» **Entries shown**:

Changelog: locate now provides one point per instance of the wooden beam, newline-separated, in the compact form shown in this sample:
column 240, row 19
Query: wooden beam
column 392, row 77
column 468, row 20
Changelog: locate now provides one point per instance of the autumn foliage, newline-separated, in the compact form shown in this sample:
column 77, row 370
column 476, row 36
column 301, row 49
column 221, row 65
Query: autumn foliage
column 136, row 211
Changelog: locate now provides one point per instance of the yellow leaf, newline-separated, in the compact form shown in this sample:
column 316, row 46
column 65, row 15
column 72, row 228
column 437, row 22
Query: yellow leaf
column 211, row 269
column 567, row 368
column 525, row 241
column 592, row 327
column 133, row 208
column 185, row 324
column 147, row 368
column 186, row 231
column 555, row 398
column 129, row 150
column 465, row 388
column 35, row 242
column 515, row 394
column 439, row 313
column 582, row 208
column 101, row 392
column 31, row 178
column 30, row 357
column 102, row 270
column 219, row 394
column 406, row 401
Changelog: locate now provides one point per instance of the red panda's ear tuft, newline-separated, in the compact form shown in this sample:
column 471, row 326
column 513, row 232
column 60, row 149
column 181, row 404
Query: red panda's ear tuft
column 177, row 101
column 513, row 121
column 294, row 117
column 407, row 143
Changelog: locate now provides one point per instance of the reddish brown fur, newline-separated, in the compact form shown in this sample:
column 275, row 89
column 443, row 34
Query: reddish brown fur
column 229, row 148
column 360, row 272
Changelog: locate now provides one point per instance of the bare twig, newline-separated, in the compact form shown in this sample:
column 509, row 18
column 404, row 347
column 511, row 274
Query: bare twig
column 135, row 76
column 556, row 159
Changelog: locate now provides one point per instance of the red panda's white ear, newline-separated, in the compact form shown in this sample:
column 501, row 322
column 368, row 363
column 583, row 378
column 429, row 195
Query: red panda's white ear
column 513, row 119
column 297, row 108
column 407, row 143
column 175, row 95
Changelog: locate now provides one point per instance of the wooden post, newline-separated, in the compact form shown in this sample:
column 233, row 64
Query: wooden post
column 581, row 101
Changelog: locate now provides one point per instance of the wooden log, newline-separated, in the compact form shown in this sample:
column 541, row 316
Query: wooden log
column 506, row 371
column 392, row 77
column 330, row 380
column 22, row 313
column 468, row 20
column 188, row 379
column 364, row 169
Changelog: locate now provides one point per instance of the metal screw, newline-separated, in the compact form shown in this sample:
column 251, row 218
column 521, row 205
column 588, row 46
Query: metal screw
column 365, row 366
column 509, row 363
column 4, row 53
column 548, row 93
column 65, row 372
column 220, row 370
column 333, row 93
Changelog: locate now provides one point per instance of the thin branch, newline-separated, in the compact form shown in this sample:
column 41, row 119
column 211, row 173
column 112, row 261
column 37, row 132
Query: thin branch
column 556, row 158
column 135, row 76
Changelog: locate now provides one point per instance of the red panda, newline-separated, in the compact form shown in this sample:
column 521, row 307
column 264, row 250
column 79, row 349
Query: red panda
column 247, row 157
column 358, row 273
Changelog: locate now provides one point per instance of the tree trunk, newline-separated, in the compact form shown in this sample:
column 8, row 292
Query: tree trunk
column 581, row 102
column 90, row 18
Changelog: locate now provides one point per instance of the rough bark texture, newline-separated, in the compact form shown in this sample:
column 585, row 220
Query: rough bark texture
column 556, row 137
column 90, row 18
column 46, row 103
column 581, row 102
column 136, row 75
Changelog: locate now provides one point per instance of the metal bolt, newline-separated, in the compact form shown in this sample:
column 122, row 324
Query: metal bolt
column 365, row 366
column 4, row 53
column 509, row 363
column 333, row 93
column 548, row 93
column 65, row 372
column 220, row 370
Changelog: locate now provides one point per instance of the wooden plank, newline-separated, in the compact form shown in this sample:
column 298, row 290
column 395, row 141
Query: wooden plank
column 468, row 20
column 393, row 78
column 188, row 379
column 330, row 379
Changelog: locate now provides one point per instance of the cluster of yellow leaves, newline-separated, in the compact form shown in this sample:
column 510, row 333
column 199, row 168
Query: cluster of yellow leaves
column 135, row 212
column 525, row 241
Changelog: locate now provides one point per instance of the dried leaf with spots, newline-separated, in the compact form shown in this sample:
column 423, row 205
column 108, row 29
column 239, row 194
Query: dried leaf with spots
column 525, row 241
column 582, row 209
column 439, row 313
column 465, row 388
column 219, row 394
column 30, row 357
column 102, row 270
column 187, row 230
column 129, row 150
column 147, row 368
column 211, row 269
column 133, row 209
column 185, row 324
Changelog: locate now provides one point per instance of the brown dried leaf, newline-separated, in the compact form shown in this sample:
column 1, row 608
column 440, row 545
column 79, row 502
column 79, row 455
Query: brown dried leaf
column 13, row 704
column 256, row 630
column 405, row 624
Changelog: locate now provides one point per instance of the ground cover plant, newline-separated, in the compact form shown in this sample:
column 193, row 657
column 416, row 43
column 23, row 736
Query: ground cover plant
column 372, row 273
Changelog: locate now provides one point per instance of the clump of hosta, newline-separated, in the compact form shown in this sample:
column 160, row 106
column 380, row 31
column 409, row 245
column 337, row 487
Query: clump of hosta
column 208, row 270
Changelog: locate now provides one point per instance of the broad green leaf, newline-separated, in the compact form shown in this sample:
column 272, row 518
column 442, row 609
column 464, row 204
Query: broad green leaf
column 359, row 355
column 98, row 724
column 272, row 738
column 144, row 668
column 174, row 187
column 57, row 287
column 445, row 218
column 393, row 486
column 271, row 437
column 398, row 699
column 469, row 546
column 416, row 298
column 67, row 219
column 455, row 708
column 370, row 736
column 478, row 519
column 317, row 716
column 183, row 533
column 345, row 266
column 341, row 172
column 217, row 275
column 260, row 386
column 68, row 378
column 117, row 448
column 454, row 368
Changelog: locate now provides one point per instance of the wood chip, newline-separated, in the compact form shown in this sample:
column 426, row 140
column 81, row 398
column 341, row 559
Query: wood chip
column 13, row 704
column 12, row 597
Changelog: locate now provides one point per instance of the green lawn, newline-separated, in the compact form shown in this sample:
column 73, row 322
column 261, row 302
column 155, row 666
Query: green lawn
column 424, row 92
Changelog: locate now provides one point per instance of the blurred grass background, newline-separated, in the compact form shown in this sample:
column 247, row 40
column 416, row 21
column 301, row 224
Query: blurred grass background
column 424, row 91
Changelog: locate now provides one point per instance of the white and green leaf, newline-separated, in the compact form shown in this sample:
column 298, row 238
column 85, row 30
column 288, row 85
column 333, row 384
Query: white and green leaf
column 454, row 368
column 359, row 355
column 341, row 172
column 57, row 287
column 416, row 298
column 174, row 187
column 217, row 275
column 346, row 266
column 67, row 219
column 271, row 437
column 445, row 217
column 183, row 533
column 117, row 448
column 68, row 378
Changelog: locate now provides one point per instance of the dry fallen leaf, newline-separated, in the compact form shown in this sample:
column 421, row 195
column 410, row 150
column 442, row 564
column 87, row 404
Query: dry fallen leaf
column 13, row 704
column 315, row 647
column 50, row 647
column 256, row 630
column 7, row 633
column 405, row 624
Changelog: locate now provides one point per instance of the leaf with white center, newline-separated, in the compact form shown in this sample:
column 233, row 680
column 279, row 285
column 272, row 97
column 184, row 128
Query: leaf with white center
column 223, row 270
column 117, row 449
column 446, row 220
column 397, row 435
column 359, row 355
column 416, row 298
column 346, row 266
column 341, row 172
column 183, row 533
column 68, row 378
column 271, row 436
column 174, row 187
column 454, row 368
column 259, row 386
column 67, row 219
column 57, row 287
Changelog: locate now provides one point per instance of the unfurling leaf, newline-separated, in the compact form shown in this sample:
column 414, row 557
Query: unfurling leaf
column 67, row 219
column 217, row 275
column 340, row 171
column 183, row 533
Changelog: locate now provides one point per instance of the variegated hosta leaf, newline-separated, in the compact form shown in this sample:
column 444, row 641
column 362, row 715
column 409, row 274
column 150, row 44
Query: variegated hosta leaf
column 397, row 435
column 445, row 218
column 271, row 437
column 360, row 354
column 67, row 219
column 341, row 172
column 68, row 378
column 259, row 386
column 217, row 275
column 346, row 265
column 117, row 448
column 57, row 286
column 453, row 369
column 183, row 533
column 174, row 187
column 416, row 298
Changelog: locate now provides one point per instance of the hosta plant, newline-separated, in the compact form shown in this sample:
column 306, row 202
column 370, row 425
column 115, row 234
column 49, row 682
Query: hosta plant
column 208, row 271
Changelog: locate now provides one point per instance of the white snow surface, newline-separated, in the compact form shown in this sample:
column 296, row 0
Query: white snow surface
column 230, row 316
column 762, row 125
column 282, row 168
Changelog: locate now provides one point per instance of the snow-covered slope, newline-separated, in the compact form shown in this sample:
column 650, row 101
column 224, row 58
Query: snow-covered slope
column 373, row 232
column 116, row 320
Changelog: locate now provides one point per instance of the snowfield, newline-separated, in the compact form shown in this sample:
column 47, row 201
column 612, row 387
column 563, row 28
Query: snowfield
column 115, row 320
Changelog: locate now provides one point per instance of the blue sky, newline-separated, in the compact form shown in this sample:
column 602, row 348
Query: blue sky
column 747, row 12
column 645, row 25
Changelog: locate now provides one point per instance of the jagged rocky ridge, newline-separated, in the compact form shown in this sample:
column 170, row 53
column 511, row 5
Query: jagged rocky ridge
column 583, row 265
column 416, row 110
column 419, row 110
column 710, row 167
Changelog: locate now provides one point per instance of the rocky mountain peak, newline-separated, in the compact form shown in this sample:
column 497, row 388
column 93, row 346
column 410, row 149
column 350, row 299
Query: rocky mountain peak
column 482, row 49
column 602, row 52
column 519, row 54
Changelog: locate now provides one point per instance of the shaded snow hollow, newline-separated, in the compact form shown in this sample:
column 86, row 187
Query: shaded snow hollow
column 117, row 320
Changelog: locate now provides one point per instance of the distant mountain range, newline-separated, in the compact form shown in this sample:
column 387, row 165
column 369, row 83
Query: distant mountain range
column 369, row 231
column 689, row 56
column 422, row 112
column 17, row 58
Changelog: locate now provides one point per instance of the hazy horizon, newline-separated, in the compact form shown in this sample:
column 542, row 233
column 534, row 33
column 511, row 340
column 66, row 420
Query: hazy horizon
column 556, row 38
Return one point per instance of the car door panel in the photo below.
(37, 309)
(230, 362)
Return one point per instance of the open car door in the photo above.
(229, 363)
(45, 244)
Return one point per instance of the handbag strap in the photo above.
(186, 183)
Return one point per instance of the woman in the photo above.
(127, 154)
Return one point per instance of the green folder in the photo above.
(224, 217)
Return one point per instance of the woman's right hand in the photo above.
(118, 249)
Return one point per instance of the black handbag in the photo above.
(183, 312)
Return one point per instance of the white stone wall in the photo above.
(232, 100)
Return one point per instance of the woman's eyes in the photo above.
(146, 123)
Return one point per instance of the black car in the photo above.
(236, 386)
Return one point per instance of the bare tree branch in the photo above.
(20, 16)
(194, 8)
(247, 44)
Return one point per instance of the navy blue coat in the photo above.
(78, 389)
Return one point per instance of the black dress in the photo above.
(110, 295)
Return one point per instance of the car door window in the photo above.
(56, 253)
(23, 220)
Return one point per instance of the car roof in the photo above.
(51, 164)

» **Required task**:
Copy out the material word for word, from its first line through the line that contains "column 556, row 159", including both of those lines.

» **The output**:
Changelog: locate now provides one point per instance of the wooden beam, newline-separated, in the compact form shown in this sample:
column 240, row 19
Query: wooden beam
column 392, row 77
column 468, row 20
Changelog: locate now provides one point per instance of the autumn foliage, newline-separated, in the compact form shown in this sample:
column 77, row 370
column 476, row 36
column 301, row 49
column 221, row 65
Query: autumn foliage
column 136, row 211
Changelog: locate now provides one point per instance of the yellow leaf, newline-separated, in the compact form shown in this sample:
column 316, row 46
column 65, row 15
column 72, row 228
column 437, row 22
Query: yellow leaf
column 211, row 269
column 567, row 368
column 525, row 241
column 592, row 327
column 133, row 208
column 185, row 324
column 147, row 368
column 186, row 231
column 555, row 398
column 129, row 150
column 465, row 388
column 35, row 242
column 515, row 394
column 439, row 313
column 582, row 208
column 101, row 392
column 31, row 178
column 30, row 357
column 102, row 270
column 219, row 394
column 406, row 401
Changelog: locate now provides one point per instance of the red panda's ear tuft, newline-separated, in the compact form shown in this sample:
column 471, row 326
column 513, row 232
column 60, row 149
column 181, row 404
Query: red panda's ear tuft
column 177, row 101
column 513, row 121
column 294, row 117
column 407, row 143
Changelog: locate now provides one point per instance of the reddish brown fur, newline-separated, in the compact form shown in this sample:
column 275, row 89
column 443, row 34
Query: reddish brown fur
column 229, row 148
column 360, row 272
Changelog: locate now provides one point per instance of the bare twig, newline-separated, in the compact form shown in this sample:
column 509, row 18
column 404, row 347
column 511, row 274
Query: bare twig
column 135, row 76
column 556, row 159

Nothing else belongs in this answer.